Exercise instructions:
• a. Pull out every line of the rows that contains "query" and copy each one unchanged.
• b. Carry on the news report about the Air Canada jet that lined up for a taxiway, beginning after its final sentence.

Source text:

■ ■ ■ ■ ■ ■ ■

Flight 759, which departed from Toronto, was cleared to land on runway 28R just before midnight Friday, a statement from the Federal Aviation Administration said.

"However, the pilot inadvertently lined up for Taxiway C, which runs parallel to the runway," the statement said. "An air traffic controller sent the Air Canada jet around."

The Airbus A320, with 135 passenger and a crew of five aboard, landed safely, according to the FAA.

"If it is true, what happened probably came close to the greatest aviation disaster in history," said retired United Airlines Capt. Ross Aimer, CEO of Aero Consulting Experts, to The Mercury News. "If you could imagine an Airbus colliding with four passenger aircraft wide bodies, full of fuel and passengers, then you can imagine how horrific this could have been."

The Air Canada pilot told air traffic control he saw other lights on the runway before being told there are no other planes on 28R, according to audio recording between air traffic control and pilots available from Live ATC.

The control tower responded: "Air Canada 759 confirmed cleared to land runway 28 right. There is no one on 28-Right but you."

Shortly after, an unidentified voice can be heard questioning the flight landing: "Where is this guy going? He's on the taxiway."

The air traffic controller told the plane to "go around" and make another attempt at landing.

A United pilot on the taxiway told air traffic control: "Air Canada flew directly over us."

■ ■ ■ ■ ■ ■ ■

Given information:
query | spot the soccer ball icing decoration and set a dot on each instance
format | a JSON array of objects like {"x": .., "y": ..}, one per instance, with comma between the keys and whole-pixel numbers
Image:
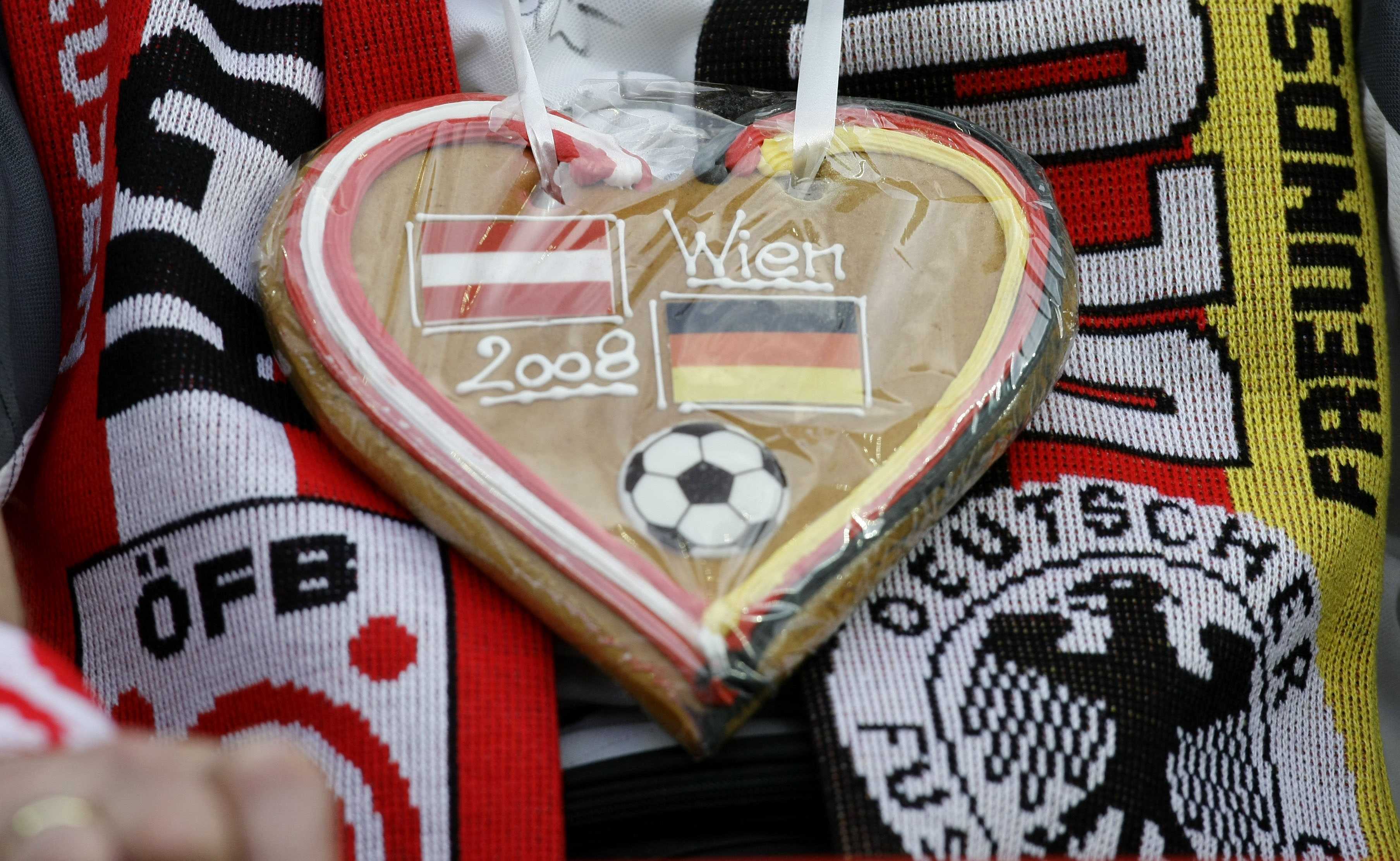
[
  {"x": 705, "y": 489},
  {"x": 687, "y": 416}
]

■ ■ ■ ■ ■ ■ ■

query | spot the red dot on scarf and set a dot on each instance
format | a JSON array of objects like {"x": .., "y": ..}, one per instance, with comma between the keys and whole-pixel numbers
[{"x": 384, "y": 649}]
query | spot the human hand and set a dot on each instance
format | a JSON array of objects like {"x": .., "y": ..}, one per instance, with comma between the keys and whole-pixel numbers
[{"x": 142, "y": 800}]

■ ■ ■ ■ ■ ■ ■

Answers in order:
• a.
query | spot the soccer ball icing decoration and set a dot on each instance
query | spot the red dot on scarf and set a dot on each instance
query | spot the human hand and set a dot on each instance

• b.
"Yeah, I saw that guys," the control tower responded.

The FAA said the situation is "very rare" and it is investigating how close the Air Canada plane came to the four planes on the taxiway.

An Air Canada spokesperson said the airline also is investigating.

"One of the questions that they may ask is were the pilots fatigued? ... Were they in their normal window of wakefulness?" Barry Wiszniowski, president of Aviation Safety Management Experts, told The Globe and Mail. "There are a lot of questions that need to be asked."

Former commercial pilot and aviation investigator John Cox told the CBC: "You can begin to see there is uncertainty in the Air Canada crew's mind about what's going on."

On July 6, 2013 at the San Francisco airport, Asiana Airlines Flight 214 from Seoul crashed as it arrived. Three of the 307 passengers and crew aboard died, and 187 were injured. Federal investigators determined that pilot error caused the plane to arrive too low at the airport runway.